____ TEKST STRONY

Koronawirus to znak od Boga. Naród znalazł winowajcę
Bóg musi mieć czarne poczucie humoru, skoro wysyła ludzkości takie sygnały. Badania wskazują, że ponad połowa wierzących Amerykanów uważa, że pandemia COVID-19 to znak od Boga.
W ankiecie brało udział ponad tysiąc dorosłych przedstawicieli różnych ras. Najwięcej osób, które uważa pandemię za karę boską, jest wśród Afroamerykanów – 73 proc. Na drugim miejscu byli wierni pochodzenia latynoskiego – 65 proc. Z kolei białych wyznawców tej teorii było 48 proc.
SPRAWDŹ: Koronawirus to kara za grzechy. Kogoś chyba poniosło
SPRAWDŹ: Koronawirus to kara za grzechy. Kogoś chyba poniosło
Większość zwolenników poglądu o takiej boskiej ingerencji to jednak optymiści. Aż 55 procent badanych wierzy, że Bóg ochroni ich przed zakażeniem koronawirusem. Są jednak tacy, którzy nie widzą już żadnej nadziei. 9 proc. wiernych uważa, że Wszechmogący porzucił ludzkość.

________

OPIS ZADANIA: Jak mógłby dalej biec tekst o ankiecie, według której wierzący Amerykanie widzą w pandemii znak od Boga? Kontynuuj go od miejsca po jego ostatnim zdaniu.

____ PODANE INFORMACJE

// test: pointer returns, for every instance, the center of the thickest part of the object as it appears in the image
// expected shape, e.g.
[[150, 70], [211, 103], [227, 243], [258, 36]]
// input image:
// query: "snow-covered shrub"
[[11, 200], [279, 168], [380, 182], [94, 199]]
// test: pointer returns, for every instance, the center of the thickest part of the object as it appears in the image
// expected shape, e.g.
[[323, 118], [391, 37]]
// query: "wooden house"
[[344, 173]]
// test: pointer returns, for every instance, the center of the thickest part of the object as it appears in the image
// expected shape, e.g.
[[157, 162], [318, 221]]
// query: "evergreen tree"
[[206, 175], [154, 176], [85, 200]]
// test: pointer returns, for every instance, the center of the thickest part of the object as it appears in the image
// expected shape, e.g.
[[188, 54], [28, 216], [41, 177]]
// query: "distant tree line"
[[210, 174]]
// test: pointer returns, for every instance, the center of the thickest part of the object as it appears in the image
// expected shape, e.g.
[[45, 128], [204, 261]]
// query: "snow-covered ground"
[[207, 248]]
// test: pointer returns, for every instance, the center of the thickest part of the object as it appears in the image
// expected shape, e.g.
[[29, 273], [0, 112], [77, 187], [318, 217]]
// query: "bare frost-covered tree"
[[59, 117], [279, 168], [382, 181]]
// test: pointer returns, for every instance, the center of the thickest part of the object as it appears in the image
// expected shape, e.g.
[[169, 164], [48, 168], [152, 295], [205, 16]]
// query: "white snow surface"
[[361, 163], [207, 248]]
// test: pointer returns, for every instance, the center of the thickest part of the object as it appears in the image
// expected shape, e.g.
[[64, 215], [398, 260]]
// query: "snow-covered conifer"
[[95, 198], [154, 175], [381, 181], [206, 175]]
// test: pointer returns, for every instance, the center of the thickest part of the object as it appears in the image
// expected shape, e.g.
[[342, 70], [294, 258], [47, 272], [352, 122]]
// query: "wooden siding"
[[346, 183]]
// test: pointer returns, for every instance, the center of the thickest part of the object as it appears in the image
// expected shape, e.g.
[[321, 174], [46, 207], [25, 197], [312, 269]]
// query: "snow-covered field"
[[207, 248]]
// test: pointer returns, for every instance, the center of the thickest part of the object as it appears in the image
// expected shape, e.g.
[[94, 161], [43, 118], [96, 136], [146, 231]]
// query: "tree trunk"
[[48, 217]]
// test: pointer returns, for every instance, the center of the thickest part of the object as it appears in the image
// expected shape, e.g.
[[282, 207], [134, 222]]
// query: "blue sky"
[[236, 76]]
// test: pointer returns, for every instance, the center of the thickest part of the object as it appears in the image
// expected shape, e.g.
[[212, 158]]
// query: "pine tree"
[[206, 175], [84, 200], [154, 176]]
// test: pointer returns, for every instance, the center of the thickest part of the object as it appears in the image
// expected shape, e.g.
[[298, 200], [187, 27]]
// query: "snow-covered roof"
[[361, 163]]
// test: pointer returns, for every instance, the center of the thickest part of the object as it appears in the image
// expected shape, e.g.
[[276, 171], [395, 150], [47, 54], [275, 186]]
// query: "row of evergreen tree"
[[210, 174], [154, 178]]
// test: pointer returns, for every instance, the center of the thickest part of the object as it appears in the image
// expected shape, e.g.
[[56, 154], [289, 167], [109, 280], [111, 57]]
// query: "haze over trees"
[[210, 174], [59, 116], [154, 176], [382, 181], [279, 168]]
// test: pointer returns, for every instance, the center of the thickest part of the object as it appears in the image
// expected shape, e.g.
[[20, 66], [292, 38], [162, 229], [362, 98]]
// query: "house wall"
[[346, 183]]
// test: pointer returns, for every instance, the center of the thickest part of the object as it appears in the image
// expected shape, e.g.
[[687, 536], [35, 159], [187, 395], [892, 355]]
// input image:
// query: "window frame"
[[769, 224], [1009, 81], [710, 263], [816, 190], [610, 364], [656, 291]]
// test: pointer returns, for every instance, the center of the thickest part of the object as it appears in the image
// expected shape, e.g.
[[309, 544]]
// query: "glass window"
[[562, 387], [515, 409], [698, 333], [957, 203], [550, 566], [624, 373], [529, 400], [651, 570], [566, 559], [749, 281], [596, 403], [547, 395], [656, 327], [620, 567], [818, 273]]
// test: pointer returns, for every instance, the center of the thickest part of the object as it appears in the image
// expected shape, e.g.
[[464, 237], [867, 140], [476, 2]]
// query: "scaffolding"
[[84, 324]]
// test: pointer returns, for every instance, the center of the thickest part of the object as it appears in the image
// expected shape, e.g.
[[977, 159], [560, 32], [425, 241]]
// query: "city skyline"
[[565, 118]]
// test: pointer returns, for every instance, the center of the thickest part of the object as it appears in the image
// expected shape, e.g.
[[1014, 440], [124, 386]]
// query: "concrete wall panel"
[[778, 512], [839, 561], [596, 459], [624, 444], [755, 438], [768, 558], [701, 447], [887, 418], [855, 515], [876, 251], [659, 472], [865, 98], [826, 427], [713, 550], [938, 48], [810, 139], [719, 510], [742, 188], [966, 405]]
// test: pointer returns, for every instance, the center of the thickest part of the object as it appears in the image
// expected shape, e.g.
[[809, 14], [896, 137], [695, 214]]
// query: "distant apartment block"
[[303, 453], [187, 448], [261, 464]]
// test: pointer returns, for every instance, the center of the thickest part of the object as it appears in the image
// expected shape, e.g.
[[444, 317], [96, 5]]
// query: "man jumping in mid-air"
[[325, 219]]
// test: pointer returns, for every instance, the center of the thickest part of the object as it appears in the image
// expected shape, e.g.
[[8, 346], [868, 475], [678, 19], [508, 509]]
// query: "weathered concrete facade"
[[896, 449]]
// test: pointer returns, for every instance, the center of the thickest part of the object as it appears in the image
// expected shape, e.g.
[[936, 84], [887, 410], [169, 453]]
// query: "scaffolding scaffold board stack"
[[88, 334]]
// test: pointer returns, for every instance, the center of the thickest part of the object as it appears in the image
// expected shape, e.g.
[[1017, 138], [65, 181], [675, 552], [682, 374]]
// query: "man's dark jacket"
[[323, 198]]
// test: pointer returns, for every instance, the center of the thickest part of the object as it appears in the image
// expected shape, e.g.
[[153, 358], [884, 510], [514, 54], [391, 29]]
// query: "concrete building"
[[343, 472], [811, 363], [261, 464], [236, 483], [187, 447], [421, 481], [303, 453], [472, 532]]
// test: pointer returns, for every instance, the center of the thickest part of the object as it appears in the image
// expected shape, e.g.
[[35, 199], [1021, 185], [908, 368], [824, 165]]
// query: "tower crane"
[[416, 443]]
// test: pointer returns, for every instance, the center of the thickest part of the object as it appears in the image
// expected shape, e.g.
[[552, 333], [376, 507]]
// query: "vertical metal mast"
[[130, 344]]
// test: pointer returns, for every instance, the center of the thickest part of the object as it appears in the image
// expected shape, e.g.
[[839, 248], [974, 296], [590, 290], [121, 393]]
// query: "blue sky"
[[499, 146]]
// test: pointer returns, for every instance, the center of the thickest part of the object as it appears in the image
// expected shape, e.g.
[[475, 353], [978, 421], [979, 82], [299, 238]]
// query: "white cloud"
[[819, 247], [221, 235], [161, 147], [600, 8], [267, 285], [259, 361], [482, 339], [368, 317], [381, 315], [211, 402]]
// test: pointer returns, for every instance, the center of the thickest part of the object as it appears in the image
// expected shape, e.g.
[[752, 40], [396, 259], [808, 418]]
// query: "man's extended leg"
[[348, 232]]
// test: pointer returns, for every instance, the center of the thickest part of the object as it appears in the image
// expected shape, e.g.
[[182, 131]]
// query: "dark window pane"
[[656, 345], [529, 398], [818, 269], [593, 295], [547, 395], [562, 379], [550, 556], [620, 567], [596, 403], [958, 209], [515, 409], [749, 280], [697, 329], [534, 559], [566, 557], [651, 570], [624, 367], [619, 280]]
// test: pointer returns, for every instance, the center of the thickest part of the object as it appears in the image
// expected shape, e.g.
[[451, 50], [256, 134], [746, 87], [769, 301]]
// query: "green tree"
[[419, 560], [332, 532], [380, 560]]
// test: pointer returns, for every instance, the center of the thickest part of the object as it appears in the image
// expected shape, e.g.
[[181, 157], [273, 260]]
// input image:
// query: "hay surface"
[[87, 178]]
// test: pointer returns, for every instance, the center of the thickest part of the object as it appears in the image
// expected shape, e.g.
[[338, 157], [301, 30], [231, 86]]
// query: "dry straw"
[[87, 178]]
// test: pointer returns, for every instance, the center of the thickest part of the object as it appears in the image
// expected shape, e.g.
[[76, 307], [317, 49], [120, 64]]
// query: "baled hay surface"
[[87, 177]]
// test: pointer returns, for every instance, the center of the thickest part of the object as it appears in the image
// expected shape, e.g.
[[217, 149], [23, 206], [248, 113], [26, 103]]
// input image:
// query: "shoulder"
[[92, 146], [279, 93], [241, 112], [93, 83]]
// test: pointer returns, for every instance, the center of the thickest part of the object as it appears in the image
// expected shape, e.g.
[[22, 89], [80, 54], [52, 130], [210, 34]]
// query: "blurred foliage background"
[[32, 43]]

________

WYNIK ĆWICZENIA:
Co ciekawe w obliczu pandemii Amerykanie coraz mniej angażują się we wspieranie Kościoła. W tym roku datki na rzecz organizacji religijnych przekazało 38 proc. obywateli, przy czym w zeszłym roku było to 53 proc.
Jak widać, ludzkość chętnie winą za koronawirusa obarcza niewidzialne moce. Bóg to kolejny oskarżony, po technologii 5G, którego nie sposób dostrzec gołym okiem. Oby tylko wyznawcy nowej teorii nie poszli w ślady ruchu ANTY-5G, który konsekwentnie podpala maszty i nadajniki odpowiedzialne za nową sieć.